Task statement » Render the entries below as a two-column CSV with the headers "instruction" and "boxes", one row per instruction. Cover everything from the line containing "Detect the charred" down to the line containing "[868,224,1200,657]", and place each instruction and its boxes in a single quoted field, with line breaks replaced by spaces.

Rows of box annotation entries:
**********
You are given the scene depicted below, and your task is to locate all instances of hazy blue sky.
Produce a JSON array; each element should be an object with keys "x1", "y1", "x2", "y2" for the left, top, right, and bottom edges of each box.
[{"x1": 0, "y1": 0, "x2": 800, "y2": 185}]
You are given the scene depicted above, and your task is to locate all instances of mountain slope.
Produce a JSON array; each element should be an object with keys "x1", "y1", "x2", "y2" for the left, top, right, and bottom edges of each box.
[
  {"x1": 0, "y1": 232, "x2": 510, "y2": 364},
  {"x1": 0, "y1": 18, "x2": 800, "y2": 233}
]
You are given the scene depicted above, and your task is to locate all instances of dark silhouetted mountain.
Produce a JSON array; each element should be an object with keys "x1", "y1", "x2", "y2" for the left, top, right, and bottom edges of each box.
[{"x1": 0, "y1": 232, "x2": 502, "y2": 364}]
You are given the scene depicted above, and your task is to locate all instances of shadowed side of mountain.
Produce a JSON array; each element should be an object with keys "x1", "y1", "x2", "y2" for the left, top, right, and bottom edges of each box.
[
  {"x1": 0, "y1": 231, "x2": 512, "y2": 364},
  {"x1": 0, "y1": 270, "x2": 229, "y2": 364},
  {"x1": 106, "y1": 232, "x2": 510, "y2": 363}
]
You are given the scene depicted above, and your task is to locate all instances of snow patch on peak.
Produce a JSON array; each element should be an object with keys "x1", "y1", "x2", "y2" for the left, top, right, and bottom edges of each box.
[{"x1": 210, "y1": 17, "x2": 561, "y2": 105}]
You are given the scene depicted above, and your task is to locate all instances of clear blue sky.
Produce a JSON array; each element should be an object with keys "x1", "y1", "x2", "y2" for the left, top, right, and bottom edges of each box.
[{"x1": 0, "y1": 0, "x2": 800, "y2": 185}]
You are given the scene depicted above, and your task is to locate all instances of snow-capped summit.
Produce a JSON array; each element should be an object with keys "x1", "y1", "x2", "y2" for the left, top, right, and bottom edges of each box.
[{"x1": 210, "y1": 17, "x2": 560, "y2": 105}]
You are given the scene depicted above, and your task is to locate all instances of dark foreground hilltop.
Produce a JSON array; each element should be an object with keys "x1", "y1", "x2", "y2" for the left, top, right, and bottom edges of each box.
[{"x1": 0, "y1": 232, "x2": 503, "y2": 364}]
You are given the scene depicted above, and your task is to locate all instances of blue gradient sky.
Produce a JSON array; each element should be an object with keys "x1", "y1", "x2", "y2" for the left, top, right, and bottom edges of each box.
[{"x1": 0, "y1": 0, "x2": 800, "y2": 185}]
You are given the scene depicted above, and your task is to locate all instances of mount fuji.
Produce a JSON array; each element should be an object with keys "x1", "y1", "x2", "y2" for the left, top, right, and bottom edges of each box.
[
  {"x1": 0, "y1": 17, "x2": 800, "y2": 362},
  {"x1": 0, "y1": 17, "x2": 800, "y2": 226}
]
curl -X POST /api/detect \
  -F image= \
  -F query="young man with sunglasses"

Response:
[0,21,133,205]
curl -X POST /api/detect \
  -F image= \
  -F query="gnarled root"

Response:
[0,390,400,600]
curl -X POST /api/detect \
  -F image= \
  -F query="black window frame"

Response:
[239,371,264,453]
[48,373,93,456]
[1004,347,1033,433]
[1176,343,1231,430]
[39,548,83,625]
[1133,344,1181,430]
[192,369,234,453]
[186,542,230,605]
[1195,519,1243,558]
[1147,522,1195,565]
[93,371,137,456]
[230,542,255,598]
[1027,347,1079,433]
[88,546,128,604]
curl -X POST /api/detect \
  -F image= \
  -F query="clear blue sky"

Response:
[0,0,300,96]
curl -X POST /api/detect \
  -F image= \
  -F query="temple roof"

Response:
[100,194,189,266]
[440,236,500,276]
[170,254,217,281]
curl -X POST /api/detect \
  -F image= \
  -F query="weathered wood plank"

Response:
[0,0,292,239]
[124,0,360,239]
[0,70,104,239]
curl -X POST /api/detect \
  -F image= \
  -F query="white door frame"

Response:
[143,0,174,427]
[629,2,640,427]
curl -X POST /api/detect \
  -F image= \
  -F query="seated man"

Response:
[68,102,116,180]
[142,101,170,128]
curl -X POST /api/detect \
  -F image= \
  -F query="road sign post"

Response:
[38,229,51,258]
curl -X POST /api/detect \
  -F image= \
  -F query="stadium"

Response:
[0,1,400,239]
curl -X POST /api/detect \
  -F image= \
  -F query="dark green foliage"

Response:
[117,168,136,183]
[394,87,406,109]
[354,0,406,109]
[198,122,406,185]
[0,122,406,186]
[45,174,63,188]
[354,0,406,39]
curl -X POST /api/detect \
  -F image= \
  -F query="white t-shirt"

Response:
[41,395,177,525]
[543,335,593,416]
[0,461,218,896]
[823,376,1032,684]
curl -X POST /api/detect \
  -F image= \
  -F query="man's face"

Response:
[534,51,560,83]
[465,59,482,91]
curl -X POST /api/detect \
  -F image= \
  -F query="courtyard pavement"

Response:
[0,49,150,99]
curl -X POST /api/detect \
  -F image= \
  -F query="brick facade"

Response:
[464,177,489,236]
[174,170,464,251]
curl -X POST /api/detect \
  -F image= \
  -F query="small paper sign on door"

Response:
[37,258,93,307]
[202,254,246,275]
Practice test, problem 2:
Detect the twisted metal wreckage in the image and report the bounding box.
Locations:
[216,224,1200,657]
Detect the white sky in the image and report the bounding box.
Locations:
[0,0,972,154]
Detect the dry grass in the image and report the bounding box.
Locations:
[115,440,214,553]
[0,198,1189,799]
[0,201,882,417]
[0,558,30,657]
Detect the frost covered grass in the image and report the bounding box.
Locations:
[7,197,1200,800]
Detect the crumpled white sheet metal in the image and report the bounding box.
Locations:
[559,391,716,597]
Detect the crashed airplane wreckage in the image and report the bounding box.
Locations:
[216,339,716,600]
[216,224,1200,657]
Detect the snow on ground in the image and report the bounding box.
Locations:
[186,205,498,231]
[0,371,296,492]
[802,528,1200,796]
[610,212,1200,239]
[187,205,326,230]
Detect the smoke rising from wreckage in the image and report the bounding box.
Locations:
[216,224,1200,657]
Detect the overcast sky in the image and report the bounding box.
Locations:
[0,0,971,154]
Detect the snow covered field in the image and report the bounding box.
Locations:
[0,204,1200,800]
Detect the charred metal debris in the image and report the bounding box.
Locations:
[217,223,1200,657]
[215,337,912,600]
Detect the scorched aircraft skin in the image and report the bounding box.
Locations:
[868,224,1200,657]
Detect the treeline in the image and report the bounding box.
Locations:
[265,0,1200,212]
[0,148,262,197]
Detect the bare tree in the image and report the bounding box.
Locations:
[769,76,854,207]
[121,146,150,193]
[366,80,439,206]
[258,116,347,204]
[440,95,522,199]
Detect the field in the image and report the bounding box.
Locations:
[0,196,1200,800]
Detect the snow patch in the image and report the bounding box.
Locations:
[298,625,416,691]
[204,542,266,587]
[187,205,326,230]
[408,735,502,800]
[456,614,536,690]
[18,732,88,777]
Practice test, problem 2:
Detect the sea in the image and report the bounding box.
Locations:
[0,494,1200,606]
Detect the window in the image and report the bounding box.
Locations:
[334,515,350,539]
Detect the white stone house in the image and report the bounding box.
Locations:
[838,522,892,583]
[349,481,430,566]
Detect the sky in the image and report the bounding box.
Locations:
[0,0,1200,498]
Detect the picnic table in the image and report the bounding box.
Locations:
**********
Expected answer »
instruction,boxes
"Detect the charred metal debris in the image and report the bounding box. Locations:","[217,223,1200,657] [215,337,912,600]"
"Detect the scorched aircraft skin in the image and report the bounding box. Locations:","[868,224,1200,657]"